* Task description: Report the count of lines with "necklace" in the data below, and no other words.

* Provided entries:
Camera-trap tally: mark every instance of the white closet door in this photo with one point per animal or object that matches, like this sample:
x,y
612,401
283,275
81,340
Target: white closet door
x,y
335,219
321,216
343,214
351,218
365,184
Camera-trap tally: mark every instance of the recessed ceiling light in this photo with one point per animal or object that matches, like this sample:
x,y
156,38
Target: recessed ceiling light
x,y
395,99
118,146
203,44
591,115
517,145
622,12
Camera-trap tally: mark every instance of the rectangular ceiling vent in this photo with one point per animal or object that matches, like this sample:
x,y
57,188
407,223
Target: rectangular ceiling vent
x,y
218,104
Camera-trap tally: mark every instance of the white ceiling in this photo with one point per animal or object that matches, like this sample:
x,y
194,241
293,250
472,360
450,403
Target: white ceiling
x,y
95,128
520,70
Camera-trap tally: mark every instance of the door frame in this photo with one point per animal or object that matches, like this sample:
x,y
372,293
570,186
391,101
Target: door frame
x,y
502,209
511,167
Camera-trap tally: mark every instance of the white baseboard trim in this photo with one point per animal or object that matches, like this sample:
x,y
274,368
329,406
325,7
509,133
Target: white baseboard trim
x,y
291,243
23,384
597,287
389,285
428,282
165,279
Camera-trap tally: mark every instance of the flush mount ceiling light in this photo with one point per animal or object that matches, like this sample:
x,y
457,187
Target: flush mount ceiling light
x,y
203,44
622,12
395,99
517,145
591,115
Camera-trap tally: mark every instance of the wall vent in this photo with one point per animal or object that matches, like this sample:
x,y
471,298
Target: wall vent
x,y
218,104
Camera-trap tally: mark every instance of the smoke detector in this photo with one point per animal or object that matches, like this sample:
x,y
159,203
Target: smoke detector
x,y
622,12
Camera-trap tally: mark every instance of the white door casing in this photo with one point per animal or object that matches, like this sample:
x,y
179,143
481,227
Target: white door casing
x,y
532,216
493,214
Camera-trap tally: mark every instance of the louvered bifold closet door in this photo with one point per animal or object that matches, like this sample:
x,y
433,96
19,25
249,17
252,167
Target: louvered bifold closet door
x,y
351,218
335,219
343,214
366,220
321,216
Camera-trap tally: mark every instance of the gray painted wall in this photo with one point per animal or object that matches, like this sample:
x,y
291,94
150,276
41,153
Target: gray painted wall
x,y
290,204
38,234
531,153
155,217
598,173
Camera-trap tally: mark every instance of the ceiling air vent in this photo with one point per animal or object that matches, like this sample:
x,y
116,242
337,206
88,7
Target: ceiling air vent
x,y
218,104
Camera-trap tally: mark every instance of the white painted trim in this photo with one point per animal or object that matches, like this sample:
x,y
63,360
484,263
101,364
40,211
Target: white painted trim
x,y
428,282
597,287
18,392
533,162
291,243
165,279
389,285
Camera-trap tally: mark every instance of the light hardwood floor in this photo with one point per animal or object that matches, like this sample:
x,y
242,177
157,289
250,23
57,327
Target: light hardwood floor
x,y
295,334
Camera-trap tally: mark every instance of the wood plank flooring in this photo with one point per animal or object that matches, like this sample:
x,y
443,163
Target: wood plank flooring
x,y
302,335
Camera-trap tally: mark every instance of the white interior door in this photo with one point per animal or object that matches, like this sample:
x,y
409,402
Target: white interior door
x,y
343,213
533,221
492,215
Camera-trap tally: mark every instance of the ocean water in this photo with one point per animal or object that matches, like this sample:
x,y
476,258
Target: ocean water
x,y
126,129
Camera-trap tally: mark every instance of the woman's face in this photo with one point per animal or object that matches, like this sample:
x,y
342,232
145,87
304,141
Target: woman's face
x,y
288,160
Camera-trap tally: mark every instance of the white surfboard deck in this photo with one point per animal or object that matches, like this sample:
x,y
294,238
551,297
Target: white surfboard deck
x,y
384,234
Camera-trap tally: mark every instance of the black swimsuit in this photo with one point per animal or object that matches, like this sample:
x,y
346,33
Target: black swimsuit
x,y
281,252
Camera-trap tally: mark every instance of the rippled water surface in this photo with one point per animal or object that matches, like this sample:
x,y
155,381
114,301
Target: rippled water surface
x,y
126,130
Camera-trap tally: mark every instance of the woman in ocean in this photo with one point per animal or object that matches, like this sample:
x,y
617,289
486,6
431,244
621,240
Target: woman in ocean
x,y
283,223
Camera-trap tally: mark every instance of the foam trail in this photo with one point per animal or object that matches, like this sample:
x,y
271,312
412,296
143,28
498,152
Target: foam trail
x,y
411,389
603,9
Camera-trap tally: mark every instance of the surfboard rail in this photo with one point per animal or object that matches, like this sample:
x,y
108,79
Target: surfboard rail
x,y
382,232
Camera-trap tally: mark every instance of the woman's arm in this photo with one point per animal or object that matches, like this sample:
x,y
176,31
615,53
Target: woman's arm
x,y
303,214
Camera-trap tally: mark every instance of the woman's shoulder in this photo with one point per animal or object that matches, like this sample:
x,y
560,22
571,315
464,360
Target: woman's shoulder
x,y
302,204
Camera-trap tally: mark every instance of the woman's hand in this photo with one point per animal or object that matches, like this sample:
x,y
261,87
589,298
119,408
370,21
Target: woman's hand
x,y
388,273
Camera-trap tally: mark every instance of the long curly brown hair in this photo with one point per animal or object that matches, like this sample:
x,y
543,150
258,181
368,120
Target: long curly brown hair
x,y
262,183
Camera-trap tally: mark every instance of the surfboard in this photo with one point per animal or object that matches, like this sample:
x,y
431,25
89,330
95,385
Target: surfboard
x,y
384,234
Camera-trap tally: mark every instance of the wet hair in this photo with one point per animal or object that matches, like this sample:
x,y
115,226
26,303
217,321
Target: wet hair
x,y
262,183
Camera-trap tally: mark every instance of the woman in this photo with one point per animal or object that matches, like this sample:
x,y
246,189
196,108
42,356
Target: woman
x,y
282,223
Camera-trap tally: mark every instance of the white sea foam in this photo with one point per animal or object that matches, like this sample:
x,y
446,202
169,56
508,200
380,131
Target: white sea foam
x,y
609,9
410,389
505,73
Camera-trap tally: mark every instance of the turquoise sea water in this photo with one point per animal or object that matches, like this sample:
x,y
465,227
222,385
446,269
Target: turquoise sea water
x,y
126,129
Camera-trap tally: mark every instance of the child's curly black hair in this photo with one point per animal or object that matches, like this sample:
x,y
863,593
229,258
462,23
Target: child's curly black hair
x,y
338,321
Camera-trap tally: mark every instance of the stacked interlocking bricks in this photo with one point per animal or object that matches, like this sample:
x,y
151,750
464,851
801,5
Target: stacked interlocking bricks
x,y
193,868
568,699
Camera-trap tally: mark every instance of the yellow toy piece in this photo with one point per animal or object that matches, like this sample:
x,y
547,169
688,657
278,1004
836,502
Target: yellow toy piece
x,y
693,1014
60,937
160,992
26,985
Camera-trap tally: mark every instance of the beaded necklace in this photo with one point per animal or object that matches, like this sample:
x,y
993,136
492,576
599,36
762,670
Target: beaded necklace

* Your response: 2